- _TASK REQUIREMENTS_
Starting with the first line and ending with the last, transcribe the data exactly.
== Segment start ==
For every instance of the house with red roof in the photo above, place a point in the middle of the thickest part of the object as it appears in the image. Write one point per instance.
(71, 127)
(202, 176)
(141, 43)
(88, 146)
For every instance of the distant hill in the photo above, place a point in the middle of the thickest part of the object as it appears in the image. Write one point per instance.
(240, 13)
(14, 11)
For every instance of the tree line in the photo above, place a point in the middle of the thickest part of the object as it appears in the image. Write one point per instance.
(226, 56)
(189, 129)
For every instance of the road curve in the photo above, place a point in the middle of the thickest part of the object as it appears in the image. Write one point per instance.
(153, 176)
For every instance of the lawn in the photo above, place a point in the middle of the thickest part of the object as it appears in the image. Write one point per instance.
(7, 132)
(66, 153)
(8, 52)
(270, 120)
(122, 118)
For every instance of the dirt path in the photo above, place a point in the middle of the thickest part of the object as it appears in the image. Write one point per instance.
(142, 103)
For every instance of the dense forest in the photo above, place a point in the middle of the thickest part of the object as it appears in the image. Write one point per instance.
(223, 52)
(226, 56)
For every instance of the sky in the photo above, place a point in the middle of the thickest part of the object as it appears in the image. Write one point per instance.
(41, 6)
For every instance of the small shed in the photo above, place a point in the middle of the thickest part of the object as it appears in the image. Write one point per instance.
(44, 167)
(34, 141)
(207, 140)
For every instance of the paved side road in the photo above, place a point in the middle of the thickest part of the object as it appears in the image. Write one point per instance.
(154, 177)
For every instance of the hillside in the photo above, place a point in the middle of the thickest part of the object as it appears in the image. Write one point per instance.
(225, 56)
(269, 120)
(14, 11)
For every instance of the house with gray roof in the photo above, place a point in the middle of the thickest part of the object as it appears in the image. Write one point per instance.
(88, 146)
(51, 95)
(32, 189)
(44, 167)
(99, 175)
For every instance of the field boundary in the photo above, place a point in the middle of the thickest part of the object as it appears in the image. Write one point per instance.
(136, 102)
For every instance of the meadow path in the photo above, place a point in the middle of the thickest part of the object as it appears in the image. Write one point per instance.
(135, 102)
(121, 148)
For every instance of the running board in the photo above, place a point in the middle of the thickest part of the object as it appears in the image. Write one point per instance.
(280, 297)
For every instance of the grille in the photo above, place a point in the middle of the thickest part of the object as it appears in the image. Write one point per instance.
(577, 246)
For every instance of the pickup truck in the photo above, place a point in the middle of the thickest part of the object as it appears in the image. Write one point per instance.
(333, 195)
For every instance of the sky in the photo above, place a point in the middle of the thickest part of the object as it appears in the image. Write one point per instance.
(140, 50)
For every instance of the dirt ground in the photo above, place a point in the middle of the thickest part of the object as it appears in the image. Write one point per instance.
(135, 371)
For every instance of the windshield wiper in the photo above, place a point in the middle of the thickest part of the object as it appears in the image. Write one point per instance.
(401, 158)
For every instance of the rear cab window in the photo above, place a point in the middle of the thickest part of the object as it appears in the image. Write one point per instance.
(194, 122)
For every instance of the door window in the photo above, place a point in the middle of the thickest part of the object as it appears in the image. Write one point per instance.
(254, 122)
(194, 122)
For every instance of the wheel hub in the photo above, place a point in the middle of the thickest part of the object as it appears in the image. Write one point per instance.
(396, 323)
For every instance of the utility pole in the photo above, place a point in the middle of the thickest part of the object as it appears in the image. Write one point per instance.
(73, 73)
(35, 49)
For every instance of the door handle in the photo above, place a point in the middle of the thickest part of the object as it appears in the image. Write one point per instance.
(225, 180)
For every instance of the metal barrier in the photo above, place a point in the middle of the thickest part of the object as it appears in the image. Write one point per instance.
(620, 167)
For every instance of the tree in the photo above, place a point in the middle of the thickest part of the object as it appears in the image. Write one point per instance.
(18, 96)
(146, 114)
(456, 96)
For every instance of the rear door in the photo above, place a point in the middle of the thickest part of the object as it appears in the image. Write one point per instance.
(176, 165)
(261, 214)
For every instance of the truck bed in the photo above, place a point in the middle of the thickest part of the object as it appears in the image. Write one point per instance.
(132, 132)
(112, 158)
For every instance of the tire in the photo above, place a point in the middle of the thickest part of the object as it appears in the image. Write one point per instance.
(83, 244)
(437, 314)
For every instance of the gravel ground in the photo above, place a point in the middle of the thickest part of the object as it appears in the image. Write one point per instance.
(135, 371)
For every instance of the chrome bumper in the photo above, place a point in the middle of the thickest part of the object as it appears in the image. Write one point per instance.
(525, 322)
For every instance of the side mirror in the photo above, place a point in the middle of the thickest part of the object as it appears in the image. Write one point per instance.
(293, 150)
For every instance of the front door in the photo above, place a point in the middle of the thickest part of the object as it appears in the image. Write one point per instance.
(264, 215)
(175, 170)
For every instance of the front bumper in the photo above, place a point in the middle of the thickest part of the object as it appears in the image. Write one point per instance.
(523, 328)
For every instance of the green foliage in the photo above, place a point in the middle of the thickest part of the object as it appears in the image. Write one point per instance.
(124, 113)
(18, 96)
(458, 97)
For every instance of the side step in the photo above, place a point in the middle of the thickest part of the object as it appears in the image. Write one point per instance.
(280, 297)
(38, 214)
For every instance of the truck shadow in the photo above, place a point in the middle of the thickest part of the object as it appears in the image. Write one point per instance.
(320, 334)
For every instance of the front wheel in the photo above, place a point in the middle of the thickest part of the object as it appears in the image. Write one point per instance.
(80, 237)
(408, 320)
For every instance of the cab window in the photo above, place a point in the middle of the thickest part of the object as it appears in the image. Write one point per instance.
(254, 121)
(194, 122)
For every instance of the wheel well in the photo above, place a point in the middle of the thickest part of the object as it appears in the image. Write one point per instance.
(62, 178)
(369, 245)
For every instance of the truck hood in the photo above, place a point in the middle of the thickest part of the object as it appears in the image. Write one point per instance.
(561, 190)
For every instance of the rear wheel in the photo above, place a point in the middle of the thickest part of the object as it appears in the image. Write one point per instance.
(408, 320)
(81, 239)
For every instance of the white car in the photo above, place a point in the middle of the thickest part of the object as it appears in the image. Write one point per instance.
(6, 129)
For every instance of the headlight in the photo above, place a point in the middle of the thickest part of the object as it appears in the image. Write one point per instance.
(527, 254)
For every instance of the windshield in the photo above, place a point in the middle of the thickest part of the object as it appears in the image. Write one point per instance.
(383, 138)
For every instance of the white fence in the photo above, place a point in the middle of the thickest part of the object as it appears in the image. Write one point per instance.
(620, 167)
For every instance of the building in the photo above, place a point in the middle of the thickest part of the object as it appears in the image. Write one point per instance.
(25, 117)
== Segment end ==
- _RESPONSE BOX_
For every instance of the house with red roof in the photo above, place a point in the middle of the thickest part of the object as it appears in the image. Write one point per instance.
(71, 127)
(202, 176)
(141, 43)
(88, 146)
For every instance of the distant hill in the photo above, place a point in the middle of the thickest part of the object as it appears in the image. Write one point per instance.
(240, 13)
(14, 11)
For every instance of the tree line in the photo above, place a point in the middle of the thickest part of the object as it appears in the image. Write one point per instance.
(226, 56)
(189, 129)
For every instance of the road curve in the photo above, place a point in the middle of the thickest part of the object as it appears in the image. Write one point per instance.
(153, 176)
For every instance of the lawn in the photo above, place a point in the middle of the thickest part of the object as it appears in the image. Write one point per instance.
(7, 132)
(66, 153)
(8, 52)
(270, 120)
(122, 118)
For every instance of the dirt path in the photo above, place a point in the middle of the thickest part of the object as it appears in the image. Write one point per instance.
(142, 103)
For every instance of the dense forest in the photo above, place a point in the middle of the thickest part of the object as it appears in the image. Write one point per instance.
(223, 52)
(226, 56)
For every instance of the sky in the photo above, place a point in the middle of the thickest part of the object as it appears in the image. Write one point per instance.
(41, 6)
For every instance of the small shed in the photo above, place a point in the middle of the thickest part of the object as it appears in the image. Write one point per instance.
(44, 167)
(34, 141)
(207, 140)
For every instance of the paved side road in the photo above, place a point in the middle of the thickest part of the object as it appears in the image. Write one point per instance.
(154, 177)
For every instance of the hillside in the photo above, place a point in the middle of the thickest part of the object as it appears in the image. Write one point per instance.
(225, 56)
(269, 120)
(14, 11)
For every instance of the house with gray roof in the photo above, place a point in the middle of the thickest part of the object as it appears in the image. Write one point per instance.
(88, 146)
(51, 95)
(32, 189)
(44, 167)
(99, 175)
For every instance of the field boundary in the photo above, place a point in the middle of the thickest part of the object as it appears in the image. Write one point per instance.
(136, 102)
For every instance of the meadow path in the photo above, place a point in the middle of the thickest part of the object as it appears in the image. Write one point per instance.
(135, 102)
(121, 148)
For every instance of the running board in the photo above, place a point in the middle of the thickest part of the object as it appears in the image. Write one point per instance.
(280, 297)
For every instance of the grille in the photo above, place a point in the middle of the thickest part of the object as it appears in the image. Write one point per instance.
(577, 246)
For every instance of the pickup truck in the photo above, place a point in the middle of the thickest part of the object as it appears in the image. Write one point per instance.
(333, 195)
For every instance of the sky in the photo above, place a point in the middle of the thickest part of the object as it appears in the image. Write one point per instance.
(140, 50)
For every instance of the dirt ground in the photo above, place a point in the middle of the thickest part of the object as it appears in the image. Write one point per instance.
(135, 371)
For every instance of the windshield wiper in the photo above, place a point in the middle of the thickest part of the object as it appears in the image. Write one point per instance.
(401, 158)
For every instance of the rear cab window in the photo above, place a point in the middle of the thickest part of the object as it appears in the image. Write one point per instance.
(194, 122)
For every instance of the door window in the photo above, place a point in the middle of the thickest part of the object as it appears in the image. Write one point per instance.
(254, 122)
(194, 122)
For every instance of the wheel hub in the photo above, place a point in the middle of the thickest part of the object as it appears in the image. Write one point per instance.
(396, 323)
For every instance of the utility pole in the photo above, place a point in the middle of the thickest part of the object as it appears in the image. Write one point per instance.
(73, 73)
(35, 49)
For every instance of the door handle in the photo above, place a point in the middle of the thickest part of the object as it appears in the image. Write one point per instance.
(225, 180)
For every instance of the metal barrier in the photo above, place a point in the middle of the thickest part of the object as it appears in the image. Write one point per instance.
(620, 167)
For every instance of the tree in the photo above, place a point in the middle of the thickest part of the object as it appears in the image. Write one point per instance.
(18, 96)
(146, 114)
(456, 96)
For every instance of the rear door in the photo above, place a point in the middle of the thickest part of the object as it appears in the image. Write one point per instance.
(176, 165)
(261, 214)
For every instance of the truck bed in the photo above, place a point in the middle of the thickest part of the object as it appears in the image. Write one point per instance.
(132, 132)
(112, 158)
For every instance of the tire in the photo above, place a point in the middle of the thickest part of the object as it appears in the image. Write one point per instance.
(83, 244)
(437, 314)
For every instance of the gravel ground in the photo above, place a point in the middle of the thickest part of the object as it appears in the image. Write one point per instance.
(135, 371)
For every instance of the chrome bumper in the photo above, place a point in the middle of the thickest part of the object as it appears in the image. Write one point per instance.
(525, 322)
For every instance of the side mirror in the photo above, place a point in the middle of the thickest part of the object as it appears in the image. Write one point per instance.
(293, 150)
For every instance of the front door in the photo above, place a point in the middle of the thickest part of the object as it appears in the image. Write one point per instance.
(264, 215)
(175, 170)
For every instance of the front bumper in the photo above, place a point in the middle of the thickest part of the object as it appears in the image. Write one point per instance.
(523, 328)
For every instance of the green foliage in the photo above, place a point in the middle of the thickest part of the object as it appears in the image. Write one point per instance.
(124, 113)
(18, 96)
(458, 97)
For every instance of the side step in the photo above, place a point in the middle of the thickest part of the object as it appears in the image. Write one point per instance.
(280, 297)
(38, 214)
For every instance of the truck shadow in the photo above, place a point in the middle of the thickest part of the object as it appears in the image. Write one point per instance.
(320, 334)
For every instance of the front wheel in the photo above, place a point in the middle of the thickest part of the object as it appears in the image. Write one point per instance.
(80, 237)
(408, 320)
For every instance of the cab window in the photo above, place a point in the middle of the thickest part of the object as it appears in the image. Write one point per instance.
(254, 121)
(194, 122)
For every instance of the wheel well in the photo above, place a point in the middle of the thickest part of the object as it appears in the image. Write one point per instance.
(62, 178)
(369, 245)
For every instance of the truck hood in the photo above, place a point in the middle of the thickest part of the object as it appears in the image. Write one point per instance.
(561, 190)
For every instance of the rear wheel in the photo above, place a point in the middle of the thickest part of the object as it appears in the image. Write one point per instance.
(408, 320)
(81, 239)
For every instance of the white car in the photo above, place a point in the middle of the thickest part of the object as it appears in the image. Write one point per instance.
(6, 129)
For every instance of the headlight in the photo above, place a point in the middle of the thickest part of the object as it appears in the image. Write one point per instance.
(527, 254)
For every instance of the windshield in the photo above, place a point in the middle of the thickest part of the object as it appears in the image. Write one point per instance.
(383, 138)
For every instance of the white fence in the photo above, place a point in the middle of the thickest part of the object as it appears in the image. Write one point per instance.
(620, 167)
For every instance of the building in the photo above, place a point in the middle of the thickest part of the object as it appears in the image. Write one point per instance.
(25, 117)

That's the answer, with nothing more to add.